◆ DESCRIÇÃO DA TAREFA
Prolongue a crítica sobre o filme Flores Raras, começando logo após a última frase apresentada.

**** TEXTO ****

O intimismo elegante de Flores Raras – se me é permitido repetir a expressão – já havia se insinuado em Bossa Nova (2000). Mas este filme se perde em virtude da banalidade asséptica do enredo, um caso entre um homem maduro (Antonio Fagundes) e uma professora de inglês estrangeira (Amy Irving). Por paradoxo, uma bossa nova glacial (Antonio Cicero: "e o inverno no Leblon é quase glacial").
A apresentação cenográfica do Rio de Janeiro em Bossa Nova é o quase o mesmo de Flores Raras. A diferença reside em que, antes, o drama era de uma classe média adaptada ao modo de vida singelo e despachado da zona sul carioca, e agora o enfoque desloca-se para os cumes da elite intelectual e política brasileira e internacional – vanguardista em artes e costumes e conservadora em política –, com ênfase no conhecido caso de amor entre a arquiteta Lota Macedo de Soares (Glória Pires) – filha de Eduardo Macedo de Soares, dono do “Diário Carioca” e antivarguista ferrenho – e a poeta norte-americana Elizabeth Bishop (Miranda Otto).
Trata-se de um filme que mostra a beleza do amor entre mulheres sem se deixar trair pela tentação fácil de fazer proselitismo. Sabe-se que Bishop, nem em poesia nem em vida, sentou praça do lesbianismo como corrente política, talvez por que tenha preferi-lo vivê-lo como profunda intimidade lírica. Numa das primeiras cenas do filme, ao preencher na alfandega brasileira a profissão, Elizabeth Bishop escreve “poet”. Poderia grifar escritora. Mas escritora remete diretamente à profissão. Enquanto isso, a escolha sempre desconsertante de “poet” reflete uma opção virtuosa pelo ócio criativo que pode render o nectar da melhor poesia, ao estilo descompromissado de uma cultora da “arte pela arte”.  
Há pessoas que escolhem sair da história, a jovem poeta americana, em crise existencial que começa a lhe afetar a criação, resolveu passar alguns dias num país exótico (o Brasil), em busca do que nunca se sabe. É recebida pelos estranhos alienigenas chamados de brasileiros e de imediato intoxica-se com caju. Adaptando-se ao estranhamento, reencontrou-se momentaneamente, entre a serra e Petrópolis e o mar de Cabo Frio, inserindo-se em um círculo lírico grego, tão virtuoso quanto o de Safo de Lesbos, um amor vivido como companhia, ao estilo da philia grega – que lhe renderam alguns de seus melhores poemas, de uma sonoridade bela – “it is marvellous to wake up together/É maravilhoso despertar juntas”.

**** ENTRADAS DE DADOS ****

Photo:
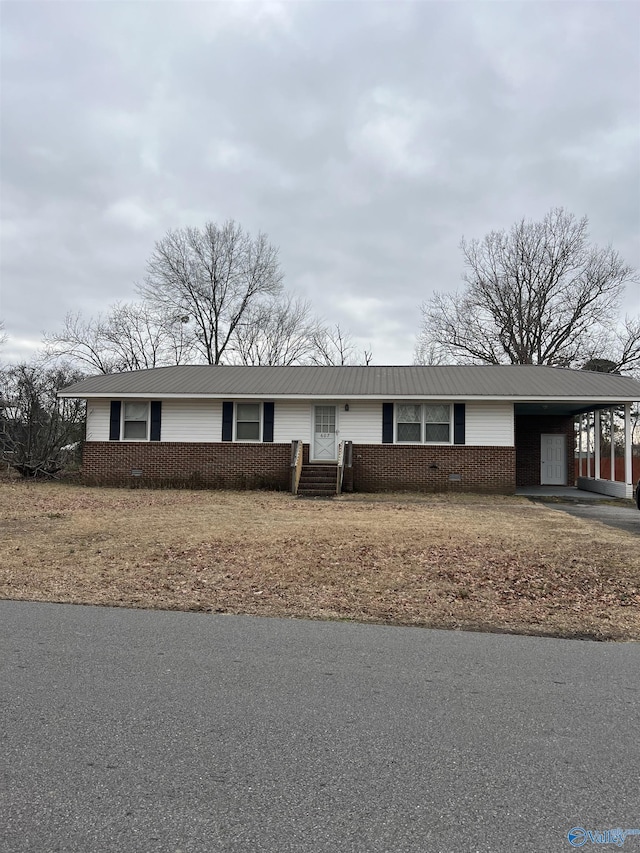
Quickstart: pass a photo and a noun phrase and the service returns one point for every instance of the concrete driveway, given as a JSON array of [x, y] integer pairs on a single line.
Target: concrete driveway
[[128, 730], [590, 506]]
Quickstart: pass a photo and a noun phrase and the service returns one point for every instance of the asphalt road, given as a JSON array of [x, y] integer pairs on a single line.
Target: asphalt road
[[129, 730]]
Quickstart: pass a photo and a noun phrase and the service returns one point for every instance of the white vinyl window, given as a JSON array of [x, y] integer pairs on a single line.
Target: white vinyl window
[[437, 422], [135, 422], [409, 422], [248, 421], [418, 423]]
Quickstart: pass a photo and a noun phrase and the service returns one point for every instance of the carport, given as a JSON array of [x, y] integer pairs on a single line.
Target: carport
[[586, 443]]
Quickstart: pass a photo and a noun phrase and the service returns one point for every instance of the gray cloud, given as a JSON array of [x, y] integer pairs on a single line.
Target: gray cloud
[[364, 138]]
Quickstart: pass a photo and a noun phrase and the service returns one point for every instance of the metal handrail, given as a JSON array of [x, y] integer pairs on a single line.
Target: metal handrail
[[345, 460], [296, 465]]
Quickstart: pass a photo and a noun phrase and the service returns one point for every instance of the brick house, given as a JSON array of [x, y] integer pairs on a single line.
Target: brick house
[[436, 428]]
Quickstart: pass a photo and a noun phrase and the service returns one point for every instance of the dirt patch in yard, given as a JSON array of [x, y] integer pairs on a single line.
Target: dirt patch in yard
[[471, 562]]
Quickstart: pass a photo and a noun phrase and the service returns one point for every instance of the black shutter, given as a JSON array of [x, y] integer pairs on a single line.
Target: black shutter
[[387, 423], [156, 420], [267, 421], [227, 421], [458, 423], [114, 420]]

****

◆ RESPOSTA ESCRITA
Há uma polêmica estéril sobre a existência um olhar feminino em artes. Existe uma sensibilidade feminina, cujo acesso não é propriamente franqueado exclusivamente às mulheres. A propriedade da arte é precisamente transpor criativamente. Da mesma maneira que Tolstói criou Ana Karênina, coube a Bruno Barreto reconstruir em cinema o círculo lírico de Elizabeth e Lota. O cinema brasileiro contemporâneo, enfim, alcança a sensibilidade digna de um filme argentino.
Na Grécia antiga, os círculos líricos foram introduzidos a contrapelo, na exaustão da atitude épica – que de alguma maneira prefigurava uma dimensão pública -, querendo representar a intimidade. Muito do drama da relação entre Bishop e Lota reside no fato que ninguém, mesmo convivendo numa elite protegida e aristocrática, consegue ser alheio à dimensão épica, ainda mais em um país de ex-escravos em formação, elemento que, aliás, ao seu modo, a conservadora Bishop conseguiu espontaneamente detectar na correspondência epistolar com o poeta e amigo Robert Lowell, publicada no Brasil.
Com isso, estou querendo dizer que a dimensão pública entrou de chofre na vida de Bishop exatamente no momento que Lota aceita dirigir as obras do Parque do Aterro do Flamengo, e dedicar-se integralmente a ela, assim desfalecendo a relação de amor íntimo e lírico. Abandonada pelo trabalho duro e artimanhas políticas necessárias à condução de uma grande obra pública, Bishop muda-se para Ouro Preto e depois retorna a Nova Iorque. Encontra um novo amor, uma estudante americana.
 Os papeis se invertem na relação: a pragmática e dominadora Lota fragiliza-se, tanto em função das intrigas da construção do Parque, e principalmente em função das viradas da conjuntura imediatamente após o golpe de 1964, como também do afastamento da poeta, fragiliza-se, até acabar a própria vida. O forte torna-se fraco.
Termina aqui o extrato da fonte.